--- START Supplied material ---

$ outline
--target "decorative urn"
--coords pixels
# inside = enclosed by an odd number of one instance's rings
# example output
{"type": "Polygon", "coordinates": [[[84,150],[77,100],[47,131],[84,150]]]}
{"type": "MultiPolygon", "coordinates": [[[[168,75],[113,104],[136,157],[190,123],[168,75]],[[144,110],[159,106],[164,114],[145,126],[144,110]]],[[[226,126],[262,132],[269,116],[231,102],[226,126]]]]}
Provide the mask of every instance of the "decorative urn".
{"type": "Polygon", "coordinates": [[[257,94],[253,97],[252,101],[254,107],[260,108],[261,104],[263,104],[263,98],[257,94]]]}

--- END Supplied material ---

_What the exercise asks_
Render the material above as a Markdown table with a Row column numbering each line and a Text column holding the line itself, skipping any blank lines.

_Reply to the task_
| Row | Text |
|---|---|
| 1 | $ outline |
| 2 | --target "decorative urn" |
| 3 | --coords pixels |
| 4 | # inside = enclosed by an odd number of one instance's rings |
| 5 | # example output |
| 6 | {"type": "Polygon", "coordinates": [[[84,150],[77,100],[47,131],[84,150]]]} |
| 7 | {"type": "MultiPolygon", "coordinates": [[[[168,75],[113,104],[136,157],[190,123],[168,75]],[[144,110],[159,106],[164,114],[145,126],[144,110]]],[[[226,126],[262,132],[269,116],[231,102],[226,126]]]]} |
| 8 | Provide the mask of every instance of the "decorative urn". |
| 9 | {"type": "Polygon", "coordinates": [[[257,94],[253,97],[252,101],[254,107],[260,108],[261,104],[263,104],[263,98],[257,94]]]} |